** STATED PROBLEM **
Reproduce the listing below word for word, line by line from start to finish, and leave out the picture.

** GIVEN RECORDS **
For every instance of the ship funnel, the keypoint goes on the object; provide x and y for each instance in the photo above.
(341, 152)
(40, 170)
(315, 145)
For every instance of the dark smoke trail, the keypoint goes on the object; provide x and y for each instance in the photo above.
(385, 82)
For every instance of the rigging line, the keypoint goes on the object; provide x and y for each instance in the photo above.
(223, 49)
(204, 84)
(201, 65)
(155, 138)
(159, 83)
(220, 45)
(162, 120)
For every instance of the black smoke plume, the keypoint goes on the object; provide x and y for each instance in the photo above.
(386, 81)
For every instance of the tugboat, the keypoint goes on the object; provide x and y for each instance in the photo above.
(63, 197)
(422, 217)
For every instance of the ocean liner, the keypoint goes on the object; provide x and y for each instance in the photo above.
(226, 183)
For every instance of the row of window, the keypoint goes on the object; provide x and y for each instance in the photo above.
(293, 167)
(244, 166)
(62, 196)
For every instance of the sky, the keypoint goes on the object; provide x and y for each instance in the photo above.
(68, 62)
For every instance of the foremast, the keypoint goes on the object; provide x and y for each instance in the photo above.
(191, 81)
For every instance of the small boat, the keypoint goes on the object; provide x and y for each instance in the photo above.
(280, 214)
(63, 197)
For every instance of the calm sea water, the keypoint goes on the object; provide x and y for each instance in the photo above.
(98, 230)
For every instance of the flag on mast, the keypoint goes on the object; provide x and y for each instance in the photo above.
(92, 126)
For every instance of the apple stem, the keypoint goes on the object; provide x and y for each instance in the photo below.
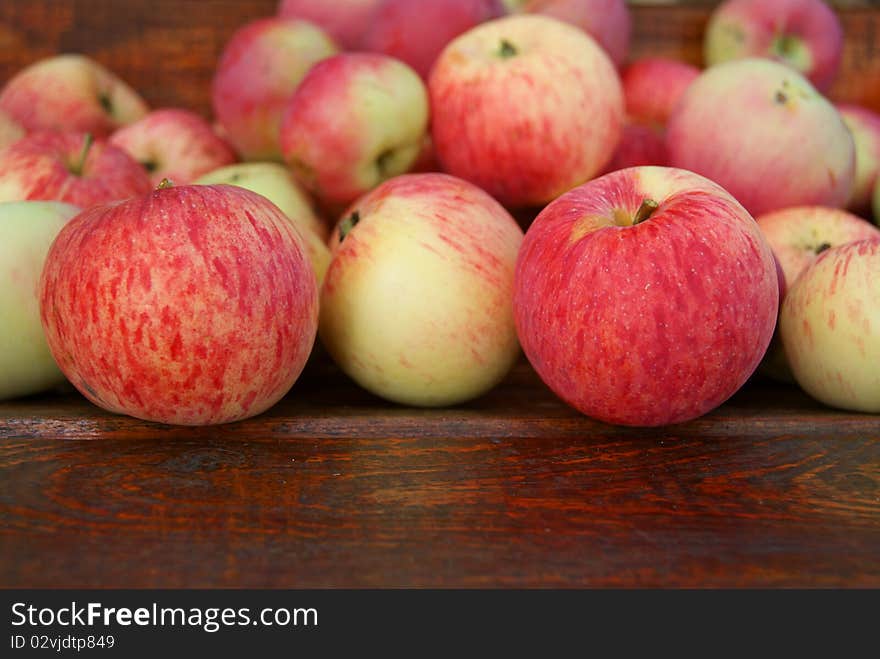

** OUTPUT **
For every instance of the ship funnel, the keypoint goes on the object; provide x and y for each instance in the photo above.
(341, 152)
(40, 170)
(315, 145)
For every instance of the dark smoke trail, the keypoint goes on the object; provide x and y for each instance in the photo above.
(385, 82)
For every instance of the rigging line, the keypoint goes on the object; provide x and y for each instance in the photo above.
(223, 49)
(204, 84)
(201, 65)
(155, 138)
(159, 83)
(220, 45)
(162, 120)
For every instance of the black smoke plume, the keypoint goes on the object; provide x and y for each instance in the photo above.
(386, 81)
For every instance of the tugboat, the keypoint goes on the object; provide x and y for each instance in the photo above.
(63, 197)
(422, 217)
For every instance of the ocean liner, the keypoint goes on the object; provide x and y for each instance in the photo above.
(226, 183)
For every instance of the row of window, the keypoint goes on the object; provide x and y for each instance in the photo above.
(293, 167)
(244, 166)
(62, 196)
For every instance of the sky, the keypoint goes on the object; provide x and y for each instance in the photo above.
(68, 62)
For every instance of the foremast, the keypoint goes on the object; provide x and y for each instance in the photo above.
(191, 81)
For every instance of the small boat, the keypoint goes on the object; provide x and y for each instance in the photo above.
(280, 214)
(63, 197)
For every instance of the calm sea water, the keypoint goes on the object; provide x and y for each instance in the photo above.
(98, 230)
For every instance of the flag on mast, the keypoint goes on the object; provide x and y for each instance in the photo above.
(92, 126)
For every instance of the apple stem, the keypoint goes on the object; provide x and y for each instance in the photo below.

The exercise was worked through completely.